Everything from the line containing "Phrase: front door" through the final line of the records must be transcribed verbatim; nothing else belongs in the result.

----------------------------------------

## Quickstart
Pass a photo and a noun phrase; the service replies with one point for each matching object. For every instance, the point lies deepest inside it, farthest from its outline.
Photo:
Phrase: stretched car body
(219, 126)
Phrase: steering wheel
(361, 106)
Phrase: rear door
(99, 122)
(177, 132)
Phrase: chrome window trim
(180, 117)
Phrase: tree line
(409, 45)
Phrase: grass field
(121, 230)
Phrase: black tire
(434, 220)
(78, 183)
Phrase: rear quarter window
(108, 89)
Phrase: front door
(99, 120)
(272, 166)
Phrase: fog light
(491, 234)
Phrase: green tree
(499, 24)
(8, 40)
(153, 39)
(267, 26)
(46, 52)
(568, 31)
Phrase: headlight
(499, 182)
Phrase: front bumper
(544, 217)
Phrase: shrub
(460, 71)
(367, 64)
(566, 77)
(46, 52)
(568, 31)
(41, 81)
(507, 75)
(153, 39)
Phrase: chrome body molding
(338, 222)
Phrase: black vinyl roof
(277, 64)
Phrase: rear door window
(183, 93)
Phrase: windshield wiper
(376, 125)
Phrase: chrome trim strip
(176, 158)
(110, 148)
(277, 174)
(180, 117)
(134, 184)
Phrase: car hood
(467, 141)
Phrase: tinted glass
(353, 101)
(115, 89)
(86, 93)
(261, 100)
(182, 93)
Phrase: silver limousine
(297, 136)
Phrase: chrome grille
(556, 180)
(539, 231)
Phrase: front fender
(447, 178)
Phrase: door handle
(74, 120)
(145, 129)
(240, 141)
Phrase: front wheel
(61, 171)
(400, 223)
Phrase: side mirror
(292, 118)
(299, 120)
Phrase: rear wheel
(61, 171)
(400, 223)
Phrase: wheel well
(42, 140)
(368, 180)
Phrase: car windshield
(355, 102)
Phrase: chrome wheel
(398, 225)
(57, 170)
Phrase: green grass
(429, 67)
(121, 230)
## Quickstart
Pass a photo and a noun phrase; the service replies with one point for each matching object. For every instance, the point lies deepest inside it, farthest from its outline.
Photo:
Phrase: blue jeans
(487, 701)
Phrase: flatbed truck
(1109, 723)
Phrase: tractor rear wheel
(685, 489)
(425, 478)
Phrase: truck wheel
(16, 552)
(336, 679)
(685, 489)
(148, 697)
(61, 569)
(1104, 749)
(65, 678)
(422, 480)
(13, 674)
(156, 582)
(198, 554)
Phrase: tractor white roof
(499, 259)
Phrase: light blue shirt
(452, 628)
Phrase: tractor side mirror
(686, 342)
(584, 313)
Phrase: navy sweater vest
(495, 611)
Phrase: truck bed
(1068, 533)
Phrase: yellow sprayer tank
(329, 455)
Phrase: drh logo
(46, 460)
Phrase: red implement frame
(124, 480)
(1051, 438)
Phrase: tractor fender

----------------------------------------

(Output below):
Phrase: front door
(99, 120)
(272, 166)
Phrase: fog light
(491, 234)
Phrase: green tree
(499, 24)
(8, 40)
(153, 39)
(267, 26)
(46, 52)
(568, 31)
Phrase: headlight
(499, 182)
Phrase: front bumper
(544, 217)
Phrase: shrub
(460, 71)
(367, 64)
(566, 77)
(46, 52)
(568, 31)
(41, 81)
(507, 75)
(153, 39)
Phrase: chrome body molding
(338, 222)
Phrase: black vinyl roof
(277, 64)
Phrase: rear door window
(183, 93)
Phrase: windshield wiper
(376, 125)
Phrase: chrome trim strip
(176, 158)
(110, 148)
(277, 174)
(180, 117)
(134, 184)
Phrase: car hood
(467, 141)
Phrase: tinted glass
(353, 101)
(115, 89)
(86, 93)
(261, 100)
(182, 93)
Phrase: silver limousine
(297, 136)
Phrase: chrome grille
(556, 180)
(539, 231)
Phrase: front fender
(447, 178)
Phrase: door handle
(74, 120)
(145, 129)
(240, 141)
Phrase: front wheel
(61, 171)
(400, 223)
Phrase: side mirror
(292, 118)
(299, 120)
Phrase: rear wheel
(61, 171)
(400, 223)
Phrase: wheel well
(42, 140)
(368, 180)
Phrase: car windshield
(355, 102)
Phrase: chrome wheel
(398, 225)
(57, 170)
Phrase: green grass
(429, 67)
(121, 230)
## Quickstart
Pass a photo and a noun phrase; the service replies with one point for each matching object. For every instance, the point lies deepest inside it, farthest from its outline.
Photo:
Phrase: blue jeans
(487, 701)
Phrase: flatbed truck
(1109, 723)
Phrase: tractor rear wheel
(685, 489)
(425, 478)
Phrase: truck wheel
(16, 552)
(336, 679)
(685, 489)
(148, 697)
(61, 569)
(1104, 749)
(65, 678)
(422, 480)
(13, 674)
(156, 582)
(198, 554)
Phrase: tractor white roof
(499, 259)
Phrase: light blue shirt
(452, 628)
Phrase: tractor side mirror
(686, 342)
(584, 313)
Phrase: navy sweater vest
(495, 611)
Phrase: truck bed
(1068, 533)
Phrase: yellow sprayer tank
(329, 455)
Phrase: drh logo
(46, 460)
Phrase: red implement frame
(124, 480)
(1051, 438)
Phrase: tractor fender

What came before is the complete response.